----- Alıntı metin
Küresel eşitsizliğe küresel örgütlülük: Kadın grevleri

  • kadın
  • 09:00 31 Mayıs 2021
  • |
img

İZMİR - Şiddete, katliamlara, kürtaj yasaklarına, ucuz ve güvencesiz işçiliğe, kötü çalışma koşulları ve ayrımcılığa karşı sokakları mesken tutarak, önemli kazanımlar elde eden kadınlar, “can simidi” dediği İstanbul Sözleşmesi için bir kez daha greve hazırlanıyor. 

Dünyanın birçok yerinde kadına yönelik saldırı, şiddet ve katliamlar artarken, buna karşı tek cepheden örülen dayanışma ve birleşik mücadele de her geçen gün büyüyor. Dünyanın birçok ülkesinde hakları, kazanımları ve cinsiyetçi yasalara karşı ayakta olan kadınlar, Türkiye’de de en önemli kazanımları olan İstanbul Sözleşmesi’nin feshine karşı “seferberlik” ilan etti. Kadınlar, hem kendilerine hem de kazanımlarına dönük tehditlere karşı önümüzdeki süreç için kadın grevi ve büyük buluşmaları bir kez daha gündemine aldı. 
 
Katliamlara, kürtaj yasaklarına, ucuz ve güvencesiz işçiliğe, kötü çalışma koşullarına, şiddete, ayrımcılığa karşı sürekli sokaklarda olan kadınlar, uluslararası hale gelen feminist grev-kadın grevi, bildik işçi grevini genişleten, dönüştüren ve aynı zamanda parçalı feminist eylemleri birleştiren yeni bir eylem yöntemini vaat ediyor. 
 
Küresel eşitsizliğe karşı küresel örgütlülük olarak tarihte önemli etki ve büyük kazanımlar yaratan kadın grevlerini derledik. 
 
İLK KADIN GREVİ
 
Tarihteki ilk kadın grevi, 1828 yılında ABD’de yapıldı. Tekstil işçisi kadınlar 1928 yılında gerçekleştirdiği grev ile dünya işçi sınıfı tarihine damga vurdu. Fabrika yönetimi kadın işçilerin kendi aralarında konuşmasını yasaklarken, günlük 12 saat çalışma süresine itiraz edenleri “kara listeye” alarak bir daha iş bulmasını engelledi. Kadınları isyana götüren karar ise maaşlarında yapılmak istenen 5 sentlik düşüş oldu. Bu ücret indirim kararı sonrası fabrikada çalışan işçilerin yarısından fazlası fabrikayı boşalttı. Kadınların hazırladığı ücret kesintisini kabul etmediklerini ve kesintide ısrar edilirse işbaşı yapmayacaklarının yer aldığı talep metni patronlara bildirildi. Eylemin büyümemesi üzerine anlaşmaya varıldı. Grev sonunda elde edilen tek hak fabrika içindeki konuşmanın serbestliği oldu. Fakat tekstil işçisi kadınların bu grevi diğer işçi direnişlerine örnek oldu.
----------
Yapacaklarınız:
1. Aşağıdaki üç ifadenin alıntı metinle uyuşup uyuşmadığını evet ya da hayır diye belirtin ve her birinde karara dayanak olan sözleri metinden aynen alıntılayın.
(a) Fabrika yönetimi, kadın işçilerin kendi aralarında konuşmasını yasaklamıştı.
(b) Grevin sonunda kadınların maaşlarındaki 5 sentlik düşüş geri alındı.
(c) Ücret indirimi kararından sonra işçilerin yarısından fazlası fabrikayı boşalttı.
2. Alıntı metne göre kadınlar hangi sözleşmeye "can simidi" diyor?
3. Alıntı metinde "İZMİR - Şiddete, katliamlara, kürtaj" sözleriyle başlayıp "daha greve hazırlanıyor." sözlerine kadar uzanan bölümün tamamını kelimesi kelimesine aktarın.
----- Kaynak veriler
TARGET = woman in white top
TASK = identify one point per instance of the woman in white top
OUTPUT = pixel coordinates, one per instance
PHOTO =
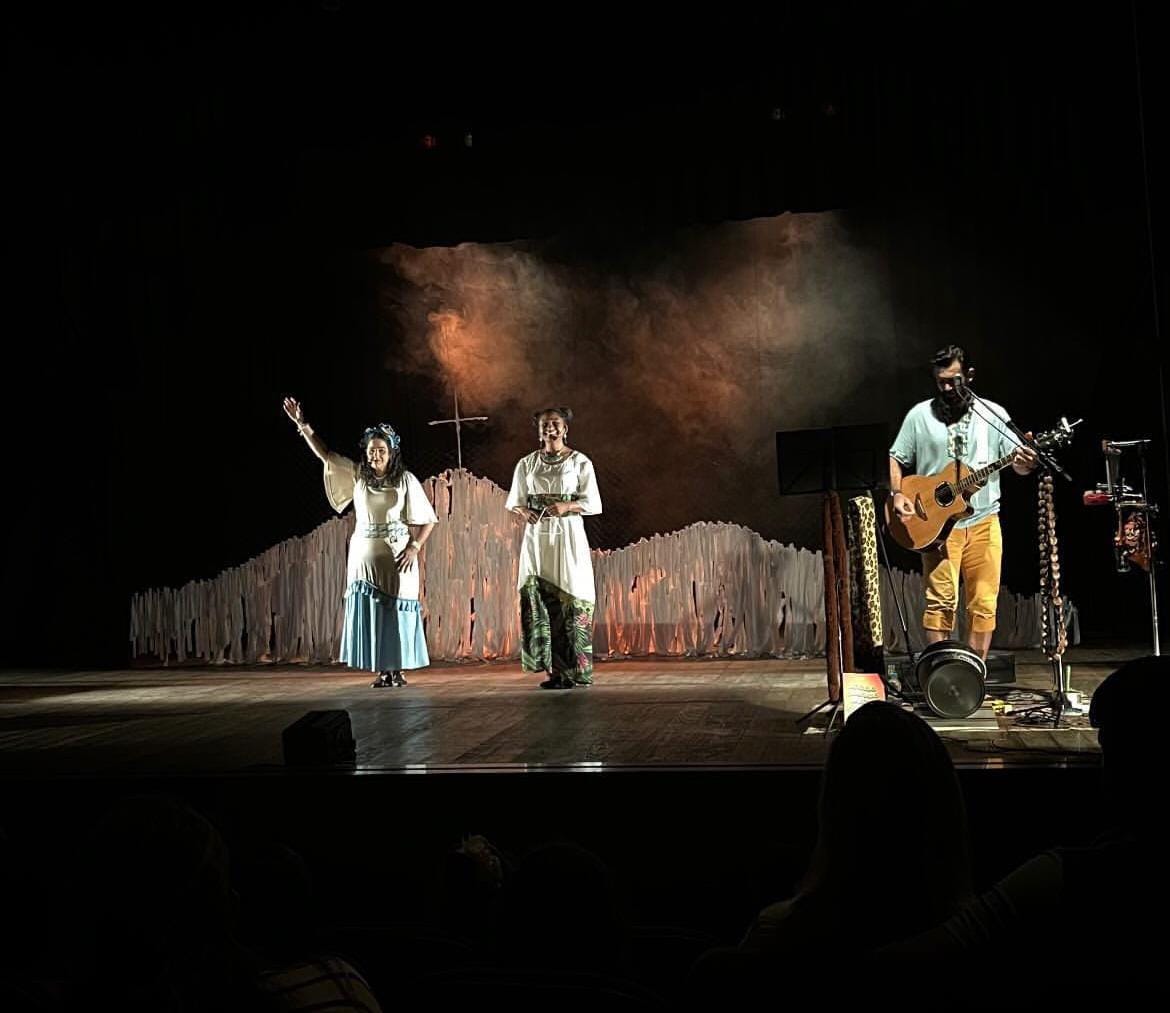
----------
Eksiksiz yanıtlar:
1.
(a) Evet: "Fabrika yönetimi kadın işçilerin kendi aralarında konuşmasını yasaklarken"
(b) Hayır: "Grev sonunda elde edilen tek hak fabrika içindeki konuşmanın serbestliği oldu."
(c) Evet: "Bu ücret indirim kararı sonrası fabrikada çalışan işçilerin yarısından fazlası fabrikayı boşalttı."

2. Kadınlar İstanbul Sözleşmesi'ne "can simidi" diyor.

3.
İZMİR - Şiddete, katliamlara, kürtaj yasaklarına, ucuz ve güvencesiz işçiliğe, kötü çalışma koşulları ve ayrımcılığa karşı sokakları mesken tutarak, önemli kazanımlar elde eden kadınlar, “can simidi” dediği İstanbul Sözleşmesi için bir kez daha greve hazırlanıyor.